[INSTRUCTION 1]
List every function name in the patch discussion below that appears followed by parentheses.

[TEXT SEGMENT]

____________

The dwmac4_wrback_get_rx_timestamp_status() is called by stmmac_rx()
function which is scheduled by NAPI framework.
Do we still need to create deferred work inside NAPI work?
Would you mind to explain it more in detail?
>
> > } while ((ret == 1) && (i < 10));
> >
> > if (i == 10)
> > --
> > 2.25.1
> >
>
> Thanks,
> Richard
Thanks,
Tee Min
On Wed, Apr 13, 2022 at 12:01:15PM +0800, Tan Tee Min wrote:
> diff --git a/drivers/net/ethernet/stmicro/stmmac/dwmac4_descs.c b/drivers/net/ethernet/stmicro/stmmac/dwmac4_descs.c
> index d3b4765c1a5b..289bf26a6105 100644
> --- a/drivers/net/ethernet/stmicro/stmmac/dwmac4_descs.c
> +++ b/drivers/net/ethernet/stmicro/stmmac/dwmac4_descs.c
> @@ -279,10 +279,11 @@ static int dwmac4_wrback_get_rx_timestamp_status(void *desc, void *next_desc,
> /* Check if timestamp is OK from context descriptor */
> do {
> ret = dwmac4_rx_check_timestamp(next_desc);
> - if (ret < 0)
> + if (ret <= 0)
> goto exit;
> i++;
>
> + fsleep(1);
This is nutty. Why isn't this code using proper deferral mechanisms
like work or kthread?
> } while ((ret == 1) && (i < 10));
>
> if (i == 10)

____________

[INSTRUCTION 2]
Report how many lines of the listing below contain the string "rise". State the number only.

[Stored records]
____________

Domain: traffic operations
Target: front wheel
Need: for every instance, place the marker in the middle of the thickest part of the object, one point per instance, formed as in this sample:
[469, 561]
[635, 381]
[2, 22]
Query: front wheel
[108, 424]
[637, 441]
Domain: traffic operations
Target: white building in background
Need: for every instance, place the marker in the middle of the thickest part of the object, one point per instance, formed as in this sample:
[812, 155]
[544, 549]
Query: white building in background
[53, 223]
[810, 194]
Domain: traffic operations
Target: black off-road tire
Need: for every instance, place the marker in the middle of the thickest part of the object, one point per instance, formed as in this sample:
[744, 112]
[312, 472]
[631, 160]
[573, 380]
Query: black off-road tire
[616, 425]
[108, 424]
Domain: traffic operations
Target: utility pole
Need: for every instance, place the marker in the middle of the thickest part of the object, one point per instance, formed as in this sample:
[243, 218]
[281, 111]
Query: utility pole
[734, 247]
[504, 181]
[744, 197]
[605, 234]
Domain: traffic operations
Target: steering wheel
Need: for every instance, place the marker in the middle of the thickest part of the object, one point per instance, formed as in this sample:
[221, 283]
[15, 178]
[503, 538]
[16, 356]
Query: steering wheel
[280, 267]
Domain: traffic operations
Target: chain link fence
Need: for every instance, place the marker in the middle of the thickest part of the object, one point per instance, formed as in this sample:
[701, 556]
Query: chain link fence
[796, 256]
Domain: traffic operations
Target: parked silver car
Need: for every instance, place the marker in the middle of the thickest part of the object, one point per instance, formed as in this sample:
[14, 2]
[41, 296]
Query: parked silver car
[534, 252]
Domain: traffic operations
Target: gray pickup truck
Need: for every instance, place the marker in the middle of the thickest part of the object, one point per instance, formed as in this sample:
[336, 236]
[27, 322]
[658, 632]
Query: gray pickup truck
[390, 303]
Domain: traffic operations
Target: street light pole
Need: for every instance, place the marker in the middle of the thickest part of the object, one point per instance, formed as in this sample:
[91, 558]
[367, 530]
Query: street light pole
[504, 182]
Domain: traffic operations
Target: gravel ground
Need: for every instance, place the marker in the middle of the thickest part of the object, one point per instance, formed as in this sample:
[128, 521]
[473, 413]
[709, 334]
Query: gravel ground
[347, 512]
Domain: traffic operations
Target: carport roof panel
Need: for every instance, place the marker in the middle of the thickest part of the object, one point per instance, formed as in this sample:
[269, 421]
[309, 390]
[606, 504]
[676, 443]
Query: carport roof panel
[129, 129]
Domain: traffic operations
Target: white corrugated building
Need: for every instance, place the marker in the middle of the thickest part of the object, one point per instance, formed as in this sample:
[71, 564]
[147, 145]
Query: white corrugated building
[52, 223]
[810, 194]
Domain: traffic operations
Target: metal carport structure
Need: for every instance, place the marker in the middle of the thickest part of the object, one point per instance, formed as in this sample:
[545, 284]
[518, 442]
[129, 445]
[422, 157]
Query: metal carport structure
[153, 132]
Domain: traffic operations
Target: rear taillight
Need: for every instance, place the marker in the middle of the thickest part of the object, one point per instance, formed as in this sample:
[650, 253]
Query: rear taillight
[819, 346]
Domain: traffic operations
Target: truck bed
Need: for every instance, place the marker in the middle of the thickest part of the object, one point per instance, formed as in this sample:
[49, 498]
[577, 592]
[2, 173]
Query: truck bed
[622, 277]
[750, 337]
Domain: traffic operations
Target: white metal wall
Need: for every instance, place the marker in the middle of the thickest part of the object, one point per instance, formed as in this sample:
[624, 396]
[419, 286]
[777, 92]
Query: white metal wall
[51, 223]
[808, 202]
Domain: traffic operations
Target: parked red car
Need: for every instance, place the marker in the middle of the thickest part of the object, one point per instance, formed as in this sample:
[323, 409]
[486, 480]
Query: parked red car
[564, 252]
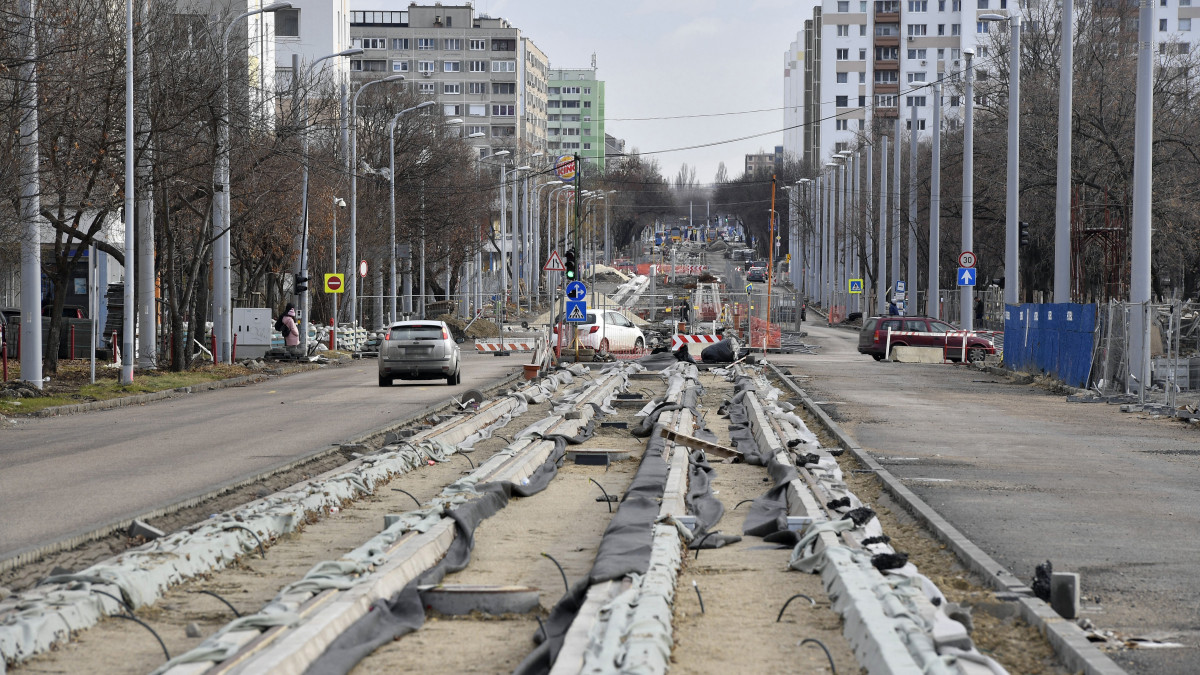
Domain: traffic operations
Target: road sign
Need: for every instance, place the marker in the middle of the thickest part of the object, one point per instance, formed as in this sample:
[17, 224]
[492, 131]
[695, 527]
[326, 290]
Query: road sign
[576, 291]
[565, 168]
[555, 263]
[576, 311]
[335, 284]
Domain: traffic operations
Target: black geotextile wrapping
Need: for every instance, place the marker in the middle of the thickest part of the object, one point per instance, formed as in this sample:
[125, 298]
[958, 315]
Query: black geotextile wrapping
[403, 613]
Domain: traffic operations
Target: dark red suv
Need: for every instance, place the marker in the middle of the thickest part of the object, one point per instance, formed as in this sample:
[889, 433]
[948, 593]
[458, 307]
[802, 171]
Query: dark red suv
[919, 332]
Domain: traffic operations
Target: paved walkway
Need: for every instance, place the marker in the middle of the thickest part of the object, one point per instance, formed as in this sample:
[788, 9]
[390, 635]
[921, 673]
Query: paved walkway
[1030, 477]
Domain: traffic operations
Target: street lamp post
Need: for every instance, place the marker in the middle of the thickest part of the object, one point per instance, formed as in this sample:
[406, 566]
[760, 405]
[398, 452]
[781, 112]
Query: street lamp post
[222, 296]
[391, 198]
[354, 193]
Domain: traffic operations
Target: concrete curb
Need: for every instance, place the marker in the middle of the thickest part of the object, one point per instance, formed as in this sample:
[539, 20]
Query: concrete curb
[31, 554]
[1067, 639]
[141, 399]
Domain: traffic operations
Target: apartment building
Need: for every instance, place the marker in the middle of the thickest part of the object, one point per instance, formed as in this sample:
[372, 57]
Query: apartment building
[478, 67]
[575, 114]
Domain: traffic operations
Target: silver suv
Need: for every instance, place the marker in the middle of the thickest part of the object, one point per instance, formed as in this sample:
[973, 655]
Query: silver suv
[419, 350]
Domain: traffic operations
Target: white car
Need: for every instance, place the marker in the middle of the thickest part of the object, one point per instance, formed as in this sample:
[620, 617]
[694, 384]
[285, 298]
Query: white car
[605, 330]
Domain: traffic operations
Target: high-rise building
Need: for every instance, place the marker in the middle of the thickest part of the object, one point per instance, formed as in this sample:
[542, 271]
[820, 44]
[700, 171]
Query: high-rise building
[575, 114]
[480, 69]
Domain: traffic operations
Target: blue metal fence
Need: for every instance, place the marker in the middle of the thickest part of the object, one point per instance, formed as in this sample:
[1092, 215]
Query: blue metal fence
[1055, 339]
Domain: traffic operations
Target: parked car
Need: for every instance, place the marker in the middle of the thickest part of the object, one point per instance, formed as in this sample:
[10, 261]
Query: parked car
[419, 350]
[931, 333]
[606, 332]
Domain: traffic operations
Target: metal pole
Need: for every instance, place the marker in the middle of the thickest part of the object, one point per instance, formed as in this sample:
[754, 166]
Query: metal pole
[882, 273]
[31, 204]
[130, 310]
[935, 203]
[911, 294]
[1062, 192]
[1013, 196]
[966, 293]
[1143, 181]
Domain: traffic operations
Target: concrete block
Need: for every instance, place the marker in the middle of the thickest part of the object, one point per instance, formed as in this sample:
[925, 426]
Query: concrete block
[142, 529]
[1065, 593]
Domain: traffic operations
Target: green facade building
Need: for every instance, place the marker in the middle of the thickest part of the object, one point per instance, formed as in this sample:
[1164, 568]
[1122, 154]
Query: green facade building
[575, 114]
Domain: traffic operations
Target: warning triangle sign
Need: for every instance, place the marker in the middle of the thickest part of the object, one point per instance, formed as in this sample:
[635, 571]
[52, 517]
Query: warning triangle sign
[555, 263]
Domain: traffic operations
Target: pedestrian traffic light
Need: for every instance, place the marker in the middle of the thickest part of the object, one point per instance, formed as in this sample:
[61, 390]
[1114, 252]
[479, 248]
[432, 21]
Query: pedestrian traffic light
[570, 264]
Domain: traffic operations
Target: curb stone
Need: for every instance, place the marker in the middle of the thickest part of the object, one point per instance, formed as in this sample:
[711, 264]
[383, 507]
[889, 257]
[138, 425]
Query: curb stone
[28, 555]
[1067, 639]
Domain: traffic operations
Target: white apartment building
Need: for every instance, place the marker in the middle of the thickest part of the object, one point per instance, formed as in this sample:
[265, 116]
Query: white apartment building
[480, 69]
[856, 60]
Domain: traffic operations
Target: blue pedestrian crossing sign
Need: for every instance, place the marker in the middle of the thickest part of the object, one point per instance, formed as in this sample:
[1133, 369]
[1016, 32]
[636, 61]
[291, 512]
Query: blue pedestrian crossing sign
[576, 311]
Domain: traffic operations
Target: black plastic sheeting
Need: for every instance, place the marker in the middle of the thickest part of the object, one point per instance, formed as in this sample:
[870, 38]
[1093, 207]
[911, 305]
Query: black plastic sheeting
[403, 613]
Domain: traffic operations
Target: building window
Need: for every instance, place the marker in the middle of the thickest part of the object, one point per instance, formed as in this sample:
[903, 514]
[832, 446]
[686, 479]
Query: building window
[364, 65]
[287, 23]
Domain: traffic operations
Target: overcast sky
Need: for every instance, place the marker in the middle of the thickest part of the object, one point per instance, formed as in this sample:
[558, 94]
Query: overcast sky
[669, 58]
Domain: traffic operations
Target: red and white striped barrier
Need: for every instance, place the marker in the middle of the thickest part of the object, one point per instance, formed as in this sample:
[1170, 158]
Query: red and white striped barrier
[505, 346]
[681, 340]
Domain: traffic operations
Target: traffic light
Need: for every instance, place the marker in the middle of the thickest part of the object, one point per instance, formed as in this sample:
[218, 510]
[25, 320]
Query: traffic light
[570, 264]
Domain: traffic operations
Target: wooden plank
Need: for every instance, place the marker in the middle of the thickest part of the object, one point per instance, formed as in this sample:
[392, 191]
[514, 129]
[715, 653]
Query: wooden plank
[700, 443]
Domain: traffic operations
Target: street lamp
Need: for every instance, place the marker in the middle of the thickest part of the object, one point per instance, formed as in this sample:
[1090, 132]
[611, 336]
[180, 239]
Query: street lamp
[354, 192]
[222, 296]
[1012, 191]
[391, 195]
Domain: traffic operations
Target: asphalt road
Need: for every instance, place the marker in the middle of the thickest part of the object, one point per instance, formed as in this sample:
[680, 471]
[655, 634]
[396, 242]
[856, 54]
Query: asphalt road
[70, 475]
[1030, 477]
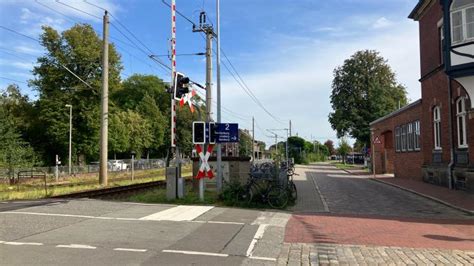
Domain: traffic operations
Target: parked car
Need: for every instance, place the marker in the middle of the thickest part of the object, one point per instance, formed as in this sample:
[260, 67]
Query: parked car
[118, 165]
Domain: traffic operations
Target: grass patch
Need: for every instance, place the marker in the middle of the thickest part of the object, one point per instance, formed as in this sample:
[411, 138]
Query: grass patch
[34, 189]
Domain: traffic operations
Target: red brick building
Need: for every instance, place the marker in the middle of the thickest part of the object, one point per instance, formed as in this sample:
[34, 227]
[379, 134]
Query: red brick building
[432, 139]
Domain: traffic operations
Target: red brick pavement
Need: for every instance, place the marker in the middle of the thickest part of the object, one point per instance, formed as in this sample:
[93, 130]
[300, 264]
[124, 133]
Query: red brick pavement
[457, 198]
[381, 231]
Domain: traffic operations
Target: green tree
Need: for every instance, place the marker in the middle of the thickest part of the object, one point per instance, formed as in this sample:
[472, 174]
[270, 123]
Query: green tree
[343, 149]
[363, 89]
[79, 49]
[330, 145]
[14, 151]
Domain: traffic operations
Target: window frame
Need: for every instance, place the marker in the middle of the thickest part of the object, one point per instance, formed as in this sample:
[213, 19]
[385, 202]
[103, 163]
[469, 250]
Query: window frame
[437, 128]
[464, 24]
[461, 116]
[417, 134]
[397, 139]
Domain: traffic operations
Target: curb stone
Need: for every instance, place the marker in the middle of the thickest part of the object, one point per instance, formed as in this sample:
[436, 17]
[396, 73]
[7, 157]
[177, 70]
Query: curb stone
[419, 194]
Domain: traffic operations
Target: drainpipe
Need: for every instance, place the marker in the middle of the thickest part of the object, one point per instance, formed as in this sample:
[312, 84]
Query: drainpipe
[451, 144]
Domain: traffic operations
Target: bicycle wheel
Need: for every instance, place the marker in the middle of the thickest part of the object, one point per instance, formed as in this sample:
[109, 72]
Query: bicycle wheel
[277, 197]
[292, 190]
[245, 196]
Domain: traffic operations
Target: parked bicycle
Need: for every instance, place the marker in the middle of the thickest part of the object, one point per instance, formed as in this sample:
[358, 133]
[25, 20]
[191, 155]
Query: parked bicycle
[264, 190]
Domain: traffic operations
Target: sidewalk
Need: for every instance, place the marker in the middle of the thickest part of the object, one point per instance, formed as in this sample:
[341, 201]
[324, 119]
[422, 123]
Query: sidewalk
[454, 198]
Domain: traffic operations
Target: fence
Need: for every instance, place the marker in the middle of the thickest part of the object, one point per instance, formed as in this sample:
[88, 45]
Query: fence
[120, 165]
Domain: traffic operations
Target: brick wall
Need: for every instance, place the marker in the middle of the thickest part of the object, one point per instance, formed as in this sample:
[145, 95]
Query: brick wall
[387, 160]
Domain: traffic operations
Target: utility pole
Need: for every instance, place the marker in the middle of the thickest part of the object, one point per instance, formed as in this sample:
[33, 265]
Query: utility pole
[208, 30]
[104, 103]
[218, 79]
[290, 128]
[70, 137]
[253, 139]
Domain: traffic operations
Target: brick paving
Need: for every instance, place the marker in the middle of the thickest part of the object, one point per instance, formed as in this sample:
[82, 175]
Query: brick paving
[457, 198]
[370, 223]
[381, 231]
[336, 254]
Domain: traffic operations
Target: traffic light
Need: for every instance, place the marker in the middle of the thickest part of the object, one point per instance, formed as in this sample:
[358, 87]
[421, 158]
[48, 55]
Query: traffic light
[181, 85]
[199, 132]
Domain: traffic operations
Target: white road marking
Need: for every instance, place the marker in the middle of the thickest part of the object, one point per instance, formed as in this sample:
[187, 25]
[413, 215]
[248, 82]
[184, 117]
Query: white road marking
[219, 222]
[22, 243]
[130, 249]
[179, 213]
[178, 217]
[262, 258]
[258, 235]
[76, 246]
[195, 253]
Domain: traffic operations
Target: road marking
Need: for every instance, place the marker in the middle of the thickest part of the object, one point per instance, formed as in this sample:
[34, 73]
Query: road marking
[325, 204]
[195, 253]
[258, 235]
[22, 243]
[130, 249]
[219, 222]
[262, 258]
[179, 213]
[76, 246]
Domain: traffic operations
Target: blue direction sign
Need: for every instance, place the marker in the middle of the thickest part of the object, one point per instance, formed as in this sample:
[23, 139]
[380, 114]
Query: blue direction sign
[227, 132]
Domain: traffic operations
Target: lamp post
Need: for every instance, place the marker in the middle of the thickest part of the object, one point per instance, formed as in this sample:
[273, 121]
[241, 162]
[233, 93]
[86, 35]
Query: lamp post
[70, 137]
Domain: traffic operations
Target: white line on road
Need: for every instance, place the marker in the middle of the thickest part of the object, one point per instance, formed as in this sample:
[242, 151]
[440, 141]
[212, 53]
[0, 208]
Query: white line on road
[323, 200]
[179, 213]
[76, 246]
[22, 243]
[130, 249]
[258, 235]
[195, 253]
[262, 258]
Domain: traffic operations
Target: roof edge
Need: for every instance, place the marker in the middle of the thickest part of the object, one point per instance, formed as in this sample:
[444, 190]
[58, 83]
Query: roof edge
[404, 108]
[420, 8]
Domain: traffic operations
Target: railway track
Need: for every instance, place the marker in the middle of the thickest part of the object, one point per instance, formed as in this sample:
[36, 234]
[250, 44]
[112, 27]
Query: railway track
[113, 192]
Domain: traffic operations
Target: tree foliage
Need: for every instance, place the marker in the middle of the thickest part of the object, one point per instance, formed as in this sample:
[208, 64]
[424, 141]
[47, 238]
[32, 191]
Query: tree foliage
[78, 49]
[363, 89]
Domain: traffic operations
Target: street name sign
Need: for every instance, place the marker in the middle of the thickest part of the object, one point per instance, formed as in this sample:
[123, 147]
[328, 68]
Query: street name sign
[227, 132]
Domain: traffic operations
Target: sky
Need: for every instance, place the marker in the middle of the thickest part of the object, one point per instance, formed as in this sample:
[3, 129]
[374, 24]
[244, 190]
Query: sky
[285, 51]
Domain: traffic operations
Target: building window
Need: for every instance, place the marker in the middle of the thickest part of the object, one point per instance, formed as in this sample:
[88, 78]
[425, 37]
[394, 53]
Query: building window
[404, 138]
[437, 127]
[441, 45]
[410, 136]
[462, 21]
[417, 135]
[397, 139]
[461, 122]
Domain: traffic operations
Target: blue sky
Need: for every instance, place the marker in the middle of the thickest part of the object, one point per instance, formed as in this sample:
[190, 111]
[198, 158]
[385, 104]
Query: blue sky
[284, 50]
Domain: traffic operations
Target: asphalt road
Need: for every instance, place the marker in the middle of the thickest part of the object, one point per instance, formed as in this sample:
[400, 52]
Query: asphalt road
[93, 232]
[343, 193]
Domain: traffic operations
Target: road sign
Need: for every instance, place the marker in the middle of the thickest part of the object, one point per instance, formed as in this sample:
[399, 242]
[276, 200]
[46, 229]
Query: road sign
[204, 170]
[227, 132]
[199, 132]
[377, 140]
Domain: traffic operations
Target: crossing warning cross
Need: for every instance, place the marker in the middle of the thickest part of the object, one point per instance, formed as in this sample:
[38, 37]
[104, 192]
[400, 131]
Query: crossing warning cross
[377, 140]
[204, 170]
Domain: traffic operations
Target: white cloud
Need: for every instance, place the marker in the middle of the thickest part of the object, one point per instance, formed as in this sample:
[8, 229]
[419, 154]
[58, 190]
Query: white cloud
[382, 23]
[297, 84]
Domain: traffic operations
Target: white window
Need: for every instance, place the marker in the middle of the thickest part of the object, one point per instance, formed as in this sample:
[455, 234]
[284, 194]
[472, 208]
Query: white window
[417, 135]
[437, 127]
[397, 139]
[410, 136]
[461, 122]
[404, 137]
[462, 21]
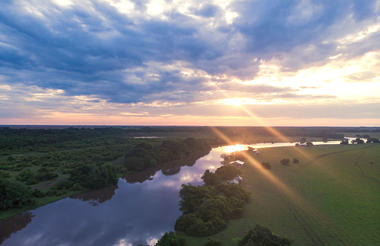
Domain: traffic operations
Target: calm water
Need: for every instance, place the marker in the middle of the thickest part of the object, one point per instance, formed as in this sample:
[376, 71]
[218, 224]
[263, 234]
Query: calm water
[127, 214]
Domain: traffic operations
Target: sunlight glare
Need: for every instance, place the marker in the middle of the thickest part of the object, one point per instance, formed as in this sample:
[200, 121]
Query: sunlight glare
[233, 148]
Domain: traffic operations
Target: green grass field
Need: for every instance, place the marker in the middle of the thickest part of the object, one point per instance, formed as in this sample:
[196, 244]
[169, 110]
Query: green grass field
[332, 197]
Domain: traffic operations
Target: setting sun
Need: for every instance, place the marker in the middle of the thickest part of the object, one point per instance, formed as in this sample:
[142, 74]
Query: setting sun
[234, 148]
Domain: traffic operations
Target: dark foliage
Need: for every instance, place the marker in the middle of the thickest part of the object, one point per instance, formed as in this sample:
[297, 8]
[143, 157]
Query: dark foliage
[171, 239]
[212, 242]
[145, 156]
[222, 174]
[266, 165]
[14, 194]
[94, 177]
[285, 162]
[206, 209]
[261, 236]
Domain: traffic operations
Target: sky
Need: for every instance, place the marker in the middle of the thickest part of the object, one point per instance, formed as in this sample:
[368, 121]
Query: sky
[170, 62]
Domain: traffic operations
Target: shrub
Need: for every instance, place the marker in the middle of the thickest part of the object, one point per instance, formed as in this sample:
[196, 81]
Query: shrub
[261, 236]
[285, 162]
[171, 239]
[212, 242]
[266, 165]
[14, 194]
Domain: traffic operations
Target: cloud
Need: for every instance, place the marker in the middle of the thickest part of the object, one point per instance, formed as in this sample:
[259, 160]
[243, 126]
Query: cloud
[144, 52]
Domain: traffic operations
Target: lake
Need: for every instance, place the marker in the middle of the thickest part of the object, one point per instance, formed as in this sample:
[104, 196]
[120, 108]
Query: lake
[124, 215]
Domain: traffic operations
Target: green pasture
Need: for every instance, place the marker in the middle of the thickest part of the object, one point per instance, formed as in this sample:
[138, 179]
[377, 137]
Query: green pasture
[331, 197]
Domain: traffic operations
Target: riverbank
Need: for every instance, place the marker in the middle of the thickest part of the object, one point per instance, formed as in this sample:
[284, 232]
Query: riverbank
[328, 198]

____________

[OUTPUT 1]
dwmac4_wrback_get_rx_timestamp_status()
stmmac_rx()
dwmac4_rx_check_timestamp()
fsleep()

[OUTPUT 2]
2